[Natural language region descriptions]
□ □ □ □ □ □ □
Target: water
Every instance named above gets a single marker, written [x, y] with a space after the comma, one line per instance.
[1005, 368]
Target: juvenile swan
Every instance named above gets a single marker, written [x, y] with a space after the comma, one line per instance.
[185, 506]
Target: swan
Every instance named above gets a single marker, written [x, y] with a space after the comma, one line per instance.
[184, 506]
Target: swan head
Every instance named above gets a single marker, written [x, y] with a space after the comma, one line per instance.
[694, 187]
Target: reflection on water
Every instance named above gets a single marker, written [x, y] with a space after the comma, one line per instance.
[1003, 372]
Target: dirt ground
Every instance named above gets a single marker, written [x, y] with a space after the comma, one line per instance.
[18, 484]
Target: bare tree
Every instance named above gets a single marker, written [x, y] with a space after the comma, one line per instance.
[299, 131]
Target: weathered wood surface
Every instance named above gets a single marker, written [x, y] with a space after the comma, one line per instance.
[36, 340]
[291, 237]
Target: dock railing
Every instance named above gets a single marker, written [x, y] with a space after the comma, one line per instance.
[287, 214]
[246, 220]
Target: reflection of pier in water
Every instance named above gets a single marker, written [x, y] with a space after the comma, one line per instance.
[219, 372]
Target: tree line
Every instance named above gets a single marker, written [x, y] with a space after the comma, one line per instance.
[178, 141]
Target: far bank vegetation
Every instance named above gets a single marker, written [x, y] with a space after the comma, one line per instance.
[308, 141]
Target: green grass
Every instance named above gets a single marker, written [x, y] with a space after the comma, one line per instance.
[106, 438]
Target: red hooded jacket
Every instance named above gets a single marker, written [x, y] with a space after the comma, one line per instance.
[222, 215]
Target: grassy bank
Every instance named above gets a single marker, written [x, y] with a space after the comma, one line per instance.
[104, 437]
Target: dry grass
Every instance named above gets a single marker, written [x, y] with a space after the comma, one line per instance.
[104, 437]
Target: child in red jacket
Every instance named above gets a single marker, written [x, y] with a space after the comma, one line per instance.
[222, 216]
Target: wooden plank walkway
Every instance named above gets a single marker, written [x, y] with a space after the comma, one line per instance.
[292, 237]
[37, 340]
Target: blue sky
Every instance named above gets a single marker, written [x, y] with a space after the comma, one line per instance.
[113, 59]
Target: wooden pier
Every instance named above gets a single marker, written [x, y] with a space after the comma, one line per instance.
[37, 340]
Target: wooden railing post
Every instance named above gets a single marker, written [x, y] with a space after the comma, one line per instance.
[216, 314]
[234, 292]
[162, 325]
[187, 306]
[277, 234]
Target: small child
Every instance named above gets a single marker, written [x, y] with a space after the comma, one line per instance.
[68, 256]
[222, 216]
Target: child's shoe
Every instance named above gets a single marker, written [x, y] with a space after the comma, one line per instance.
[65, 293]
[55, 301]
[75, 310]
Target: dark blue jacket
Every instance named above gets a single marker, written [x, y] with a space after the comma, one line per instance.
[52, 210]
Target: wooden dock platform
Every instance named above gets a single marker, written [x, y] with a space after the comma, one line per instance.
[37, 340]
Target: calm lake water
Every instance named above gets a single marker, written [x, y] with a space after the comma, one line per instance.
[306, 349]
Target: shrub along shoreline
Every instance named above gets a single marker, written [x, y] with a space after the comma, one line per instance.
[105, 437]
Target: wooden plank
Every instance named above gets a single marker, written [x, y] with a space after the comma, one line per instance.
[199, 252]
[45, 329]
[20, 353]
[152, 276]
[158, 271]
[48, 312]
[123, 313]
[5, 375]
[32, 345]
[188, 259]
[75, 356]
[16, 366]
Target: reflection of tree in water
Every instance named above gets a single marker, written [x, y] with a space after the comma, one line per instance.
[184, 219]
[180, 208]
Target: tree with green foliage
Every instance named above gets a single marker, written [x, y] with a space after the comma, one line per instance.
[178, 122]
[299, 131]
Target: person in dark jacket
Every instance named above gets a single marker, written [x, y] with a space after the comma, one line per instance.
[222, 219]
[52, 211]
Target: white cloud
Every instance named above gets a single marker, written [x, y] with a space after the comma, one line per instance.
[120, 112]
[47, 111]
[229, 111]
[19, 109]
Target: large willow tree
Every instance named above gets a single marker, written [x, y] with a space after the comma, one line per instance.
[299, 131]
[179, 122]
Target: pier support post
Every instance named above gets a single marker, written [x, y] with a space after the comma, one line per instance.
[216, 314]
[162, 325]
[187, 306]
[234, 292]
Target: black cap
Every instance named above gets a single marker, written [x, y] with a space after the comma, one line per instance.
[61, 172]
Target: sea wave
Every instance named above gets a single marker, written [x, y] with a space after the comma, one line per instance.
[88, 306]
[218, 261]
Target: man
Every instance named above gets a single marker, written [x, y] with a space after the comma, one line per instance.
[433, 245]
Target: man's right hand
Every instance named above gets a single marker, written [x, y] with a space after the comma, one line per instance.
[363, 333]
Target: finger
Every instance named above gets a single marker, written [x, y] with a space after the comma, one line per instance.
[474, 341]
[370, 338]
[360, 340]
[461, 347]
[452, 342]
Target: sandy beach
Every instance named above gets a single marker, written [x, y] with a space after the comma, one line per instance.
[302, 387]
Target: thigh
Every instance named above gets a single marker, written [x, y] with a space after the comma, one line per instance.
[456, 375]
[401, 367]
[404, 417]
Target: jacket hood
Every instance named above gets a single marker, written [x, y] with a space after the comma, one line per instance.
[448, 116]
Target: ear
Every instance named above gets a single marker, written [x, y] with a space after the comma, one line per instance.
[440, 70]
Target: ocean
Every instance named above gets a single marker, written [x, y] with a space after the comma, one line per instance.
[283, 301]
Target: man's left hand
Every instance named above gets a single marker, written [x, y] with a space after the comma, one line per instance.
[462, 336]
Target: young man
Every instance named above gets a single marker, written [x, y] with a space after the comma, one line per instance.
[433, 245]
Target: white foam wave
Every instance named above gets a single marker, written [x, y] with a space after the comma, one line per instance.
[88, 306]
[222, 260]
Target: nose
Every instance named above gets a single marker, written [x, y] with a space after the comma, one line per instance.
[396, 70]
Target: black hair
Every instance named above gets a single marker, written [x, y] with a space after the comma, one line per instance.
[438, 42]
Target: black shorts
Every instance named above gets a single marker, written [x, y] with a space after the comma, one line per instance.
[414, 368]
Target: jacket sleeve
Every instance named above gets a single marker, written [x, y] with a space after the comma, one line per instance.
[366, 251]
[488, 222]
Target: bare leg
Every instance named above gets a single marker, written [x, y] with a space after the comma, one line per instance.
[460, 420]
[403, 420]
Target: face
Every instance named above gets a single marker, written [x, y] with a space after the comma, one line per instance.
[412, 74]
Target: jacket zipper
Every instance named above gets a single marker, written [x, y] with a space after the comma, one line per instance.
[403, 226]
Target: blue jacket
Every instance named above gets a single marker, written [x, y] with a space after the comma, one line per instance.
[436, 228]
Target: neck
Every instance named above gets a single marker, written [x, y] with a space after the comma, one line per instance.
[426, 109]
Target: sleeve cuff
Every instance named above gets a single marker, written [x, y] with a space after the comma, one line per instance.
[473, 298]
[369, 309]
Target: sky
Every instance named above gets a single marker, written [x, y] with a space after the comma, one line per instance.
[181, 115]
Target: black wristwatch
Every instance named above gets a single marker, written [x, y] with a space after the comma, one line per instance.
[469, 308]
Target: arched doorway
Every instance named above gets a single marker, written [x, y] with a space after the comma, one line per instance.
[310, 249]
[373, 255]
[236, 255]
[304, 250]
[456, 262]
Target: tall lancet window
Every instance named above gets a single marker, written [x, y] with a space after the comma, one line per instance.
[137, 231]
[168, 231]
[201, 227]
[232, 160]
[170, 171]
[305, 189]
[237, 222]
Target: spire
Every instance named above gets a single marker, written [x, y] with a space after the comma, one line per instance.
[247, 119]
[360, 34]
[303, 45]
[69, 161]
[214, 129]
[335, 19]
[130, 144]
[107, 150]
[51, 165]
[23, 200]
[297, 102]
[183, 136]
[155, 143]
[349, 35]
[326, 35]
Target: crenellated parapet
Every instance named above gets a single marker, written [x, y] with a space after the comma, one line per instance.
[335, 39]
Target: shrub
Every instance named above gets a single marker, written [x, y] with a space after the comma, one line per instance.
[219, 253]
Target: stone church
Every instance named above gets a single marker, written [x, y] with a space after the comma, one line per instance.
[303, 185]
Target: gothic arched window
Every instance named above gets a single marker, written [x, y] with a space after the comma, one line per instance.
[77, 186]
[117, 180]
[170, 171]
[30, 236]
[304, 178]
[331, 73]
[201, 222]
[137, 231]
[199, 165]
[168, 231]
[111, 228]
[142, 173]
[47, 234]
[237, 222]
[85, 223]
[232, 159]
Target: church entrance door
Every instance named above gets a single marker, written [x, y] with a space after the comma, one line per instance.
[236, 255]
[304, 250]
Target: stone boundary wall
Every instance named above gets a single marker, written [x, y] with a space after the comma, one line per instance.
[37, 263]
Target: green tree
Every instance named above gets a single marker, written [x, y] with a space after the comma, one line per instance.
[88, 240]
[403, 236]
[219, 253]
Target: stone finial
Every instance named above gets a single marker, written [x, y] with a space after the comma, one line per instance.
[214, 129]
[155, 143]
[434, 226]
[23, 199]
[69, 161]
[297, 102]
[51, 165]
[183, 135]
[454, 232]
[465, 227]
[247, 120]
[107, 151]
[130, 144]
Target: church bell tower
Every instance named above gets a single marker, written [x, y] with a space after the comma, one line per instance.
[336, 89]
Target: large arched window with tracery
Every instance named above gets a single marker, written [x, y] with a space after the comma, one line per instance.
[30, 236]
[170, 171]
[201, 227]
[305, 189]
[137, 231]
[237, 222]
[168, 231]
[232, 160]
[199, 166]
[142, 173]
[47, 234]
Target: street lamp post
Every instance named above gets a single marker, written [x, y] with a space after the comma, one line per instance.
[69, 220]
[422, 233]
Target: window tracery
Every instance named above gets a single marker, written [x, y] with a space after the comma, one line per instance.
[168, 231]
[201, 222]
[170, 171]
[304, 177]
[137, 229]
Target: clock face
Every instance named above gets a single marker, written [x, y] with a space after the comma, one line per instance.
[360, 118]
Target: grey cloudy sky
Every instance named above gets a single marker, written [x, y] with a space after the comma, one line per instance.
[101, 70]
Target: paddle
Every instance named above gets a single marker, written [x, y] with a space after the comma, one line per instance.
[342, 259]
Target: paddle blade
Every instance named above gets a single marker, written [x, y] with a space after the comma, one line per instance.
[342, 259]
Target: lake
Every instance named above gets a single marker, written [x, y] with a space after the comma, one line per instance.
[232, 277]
□ □ □ □ □ □ □
** What you are asked to do **
Every line in the data above that contains "wooden" needs to be copied.

** Your response **
Target: wooden plank walkway
Target: wooden pier
Target: wooden railing post
Target: wooden dock platform
Target: wooden plank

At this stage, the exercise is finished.